> Page text:
/---

Saturday, October 24, 2009

Second question: from the audience

Jeremiah Supple: Thank you Senator for coming. Thank you for addressing the people outside. Government option: Run through reconciliation. Government spending has gone from 50 percent to 44 percent of GDP. It will go over 50 percent of GDP with public option. Reconciliation. Will you support reconciliation?

Landrieu: Inclined not to vote for reconciliation. Believe 60 votes to vote for cloture. Still working to try to get Republicans to join. Level of the deficit is a concern for all. President Bush came in with a surplus from President Clinton. The Bush years, Congress drove surplus into a deep deficit. If we don't do something to control healthcare costs for government and individuals (16 percent of GDP — twice as much as any other country), so we need to change the system.

Generally, not supportive of the public option. I want to reform the private insurance markets. Give people more choice, lower premiums. That's what I'm generally supporting.

Rolfes: what's in the plans? How best learn what is in it? Is the bill posted?

Senator: all the bills are posted for anyone to read. Yes, there are long and difficult, but it is a complicated issue. Qualifications in various plans. Big companies, small companies. Not defending the complexity, but it is a complex process. Like to hear what the doctors have to say.

Robichaux: Having served in the state Legislature, I know how complicated the bills can be. No one can learn all the aspects of the bill, and it changes as it moves through committees. Things change minute to minute. Don't known how to keep up with it. Five different bills, each different.

\---

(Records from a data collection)
/---

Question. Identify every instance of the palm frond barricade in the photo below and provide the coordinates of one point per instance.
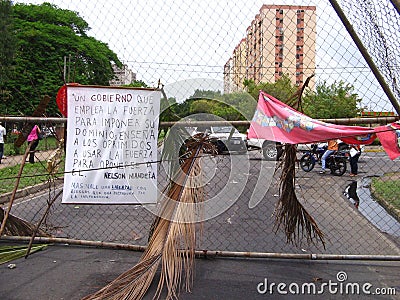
(290, 213)
(173, 236)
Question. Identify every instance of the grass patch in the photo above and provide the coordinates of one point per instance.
(386, 190)
(32, 174)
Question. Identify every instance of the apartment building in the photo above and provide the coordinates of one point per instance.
(280, 40)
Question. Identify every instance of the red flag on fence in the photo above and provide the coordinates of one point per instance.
(389, 136)
(276, 121)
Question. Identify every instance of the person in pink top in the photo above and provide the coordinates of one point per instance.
(34, 138)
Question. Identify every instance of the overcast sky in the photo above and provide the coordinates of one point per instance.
(183, 42)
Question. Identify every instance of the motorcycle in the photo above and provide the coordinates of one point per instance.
(336, 162)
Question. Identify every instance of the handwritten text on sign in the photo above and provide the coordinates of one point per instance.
(111, 144)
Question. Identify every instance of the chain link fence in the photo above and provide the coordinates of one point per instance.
(188, 46)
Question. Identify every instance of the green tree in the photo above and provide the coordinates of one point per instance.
(7, 51)
(336, 100)
(45, 35)
(7, 39)
(282, 89)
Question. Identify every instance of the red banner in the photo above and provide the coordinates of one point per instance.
(276, 121)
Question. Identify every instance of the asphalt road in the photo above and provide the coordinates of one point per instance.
(71, 272)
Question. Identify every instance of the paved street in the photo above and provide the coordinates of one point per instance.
(71, 272)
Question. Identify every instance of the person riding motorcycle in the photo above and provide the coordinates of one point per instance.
(333, 146)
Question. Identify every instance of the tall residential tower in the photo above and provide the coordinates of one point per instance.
(280, 40)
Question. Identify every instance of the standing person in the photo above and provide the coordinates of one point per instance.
(34, 138)
(2, 135)
(355, 152)
(333, 146)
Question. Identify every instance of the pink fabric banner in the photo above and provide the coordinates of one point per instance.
(276, 121)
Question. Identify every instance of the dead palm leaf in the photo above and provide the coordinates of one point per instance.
(15, 226)
(290, 213)
(297, 222)
(172, 241)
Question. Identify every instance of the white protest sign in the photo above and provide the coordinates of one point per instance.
(111, 145)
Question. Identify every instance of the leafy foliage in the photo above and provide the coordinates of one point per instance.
(45, 34)
(7, 40)
(282, 89)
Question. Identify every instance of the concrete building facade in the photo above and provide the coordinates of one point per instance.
(123, 76)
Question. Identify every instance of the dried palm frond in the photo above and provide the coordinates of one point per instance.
(172, 242)
(297, 222)
(27, 127)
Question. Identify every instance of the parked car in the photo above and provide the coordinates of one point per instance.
(228, 139)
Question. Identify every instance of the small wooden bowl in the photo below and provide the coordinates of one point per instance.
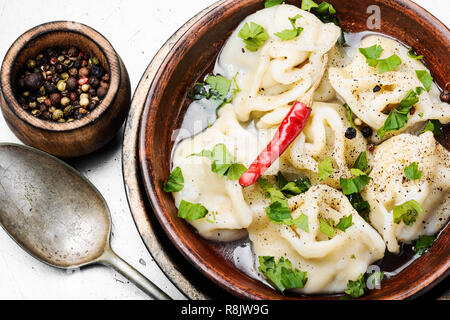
(79, 137)
(193, 55)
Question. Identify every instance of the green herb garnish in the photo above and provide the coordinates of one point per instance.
(175, 182)
(407, 212)
(372, 55)
(412, 172)
(289, 34)
(253, 36)
(281, 274)
(325, 169)
(423, 243)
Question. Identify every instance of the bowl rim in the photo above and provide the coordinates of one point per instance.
(33, 34)
(151, 184)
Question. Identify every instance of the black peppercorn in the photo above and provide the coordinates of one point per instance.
(71, 84)
(350, 133)
(33, 81)
(367, 131)
(445, 96)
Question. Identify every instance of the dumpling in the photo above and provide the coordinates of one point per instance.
(355, 84)
(329, 263)
(279, 72)
(389, 187)
(322, 137)
(229, 214)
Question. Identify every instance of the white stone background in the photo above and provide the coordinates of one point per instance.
(136, 29)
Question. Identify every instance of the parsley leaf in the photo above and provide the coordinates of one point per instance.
(412, 172)
(374, 52)
(423, 243)
(222, 162)
(425, 78)
(398, 117)
(302, 222)
(326, 227)
(434, 126)
(413, 55)
(355, 289)
(325, 169)
(326, 13)
(175, 182)
(407, 212)
(191, 211)
(289, 34)
(345, 223)
(271, 3)
(282, 275)
(253, 36)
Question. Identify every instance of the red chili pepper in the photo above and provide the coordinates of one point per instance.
(288, 130)
(83, 80)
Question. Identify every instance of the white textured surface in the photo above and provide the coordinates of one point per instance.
(136, 29)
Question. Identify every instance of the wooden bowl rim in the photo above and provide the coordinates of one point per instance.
(146, 167)
(34, 34)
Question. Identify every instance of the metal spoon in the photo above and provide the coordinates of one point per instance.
(57, 215)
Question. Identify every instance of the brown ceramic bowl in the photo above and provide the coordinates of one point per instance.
(78, 137)
(193, 56)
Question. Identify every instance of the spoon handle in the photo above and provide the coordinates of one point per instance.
(111, 259)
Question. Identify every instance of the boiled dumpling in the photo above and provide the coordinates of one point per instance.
(355, 84)
(324, 136)
(279, 72)
(329, 263)
(229, 214)
(389, 187)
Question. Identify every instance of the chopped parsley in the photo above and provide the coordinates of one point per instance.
(253, 35)
(372, 55)
(271, 3)
(326, 227)
(175, 182)
(325, 168)
(413, 55)
(222, 162)
(355, 289)
(345, 223)
(216, 88)
(423, 243)
(412, 172)
(407, 212)
(281, 274)
(398, 117)
(191, 211)
(425, 78)
(289, 34)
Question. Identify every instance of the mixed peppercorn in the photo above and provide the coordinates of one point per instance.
(62, 85)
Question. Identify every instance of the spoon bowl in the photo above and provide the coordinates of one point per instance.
(57, 215)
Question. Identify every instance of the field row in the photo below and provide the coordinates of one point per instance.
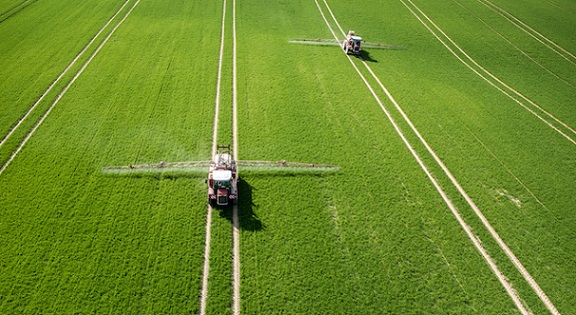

\---

> Goals:
1. Answer these from the healthcare Q&A:
(a) How many votes does Landrieu believe are needed for cloture?
(b) What share of GDP does Landrieu say healthcare costs make up?
(c) How many different bills does Robichaux mention?
2. Rewrite the healthcare Q&A from "Generally, not supportive" to "bills, each different.", swapping "doctors" for "nurses".
These entries have nothing to do with what comes next.

> Written answers:
1.
(a) 60 votes
(b) 16 percent
(c) Five

2.
Generally, not supportive of the public option. I want to reform the private insurance markets. Give people more choice, lower premiums. That's what I'm generally supporting.

Rolfes: what's in the plans? How best learn what is in it? Is the bill posted?

Senator: all the bills are posted for anyone to read. Yes, there are long and difficult, but it is a complicated issue. Qualifications in various plans. Big companies, small companies. Not defending the complexity, but it is a complex process. Like to hear what the nurses have to say.

Robichaux: Having served in the state Legislature, I know how complicated the bills can be. No one can learn all the aspects of the bill, and it changes as it moves through committees. Things change minute to minute. Don't known how to keep up with it. Five different bills, each different.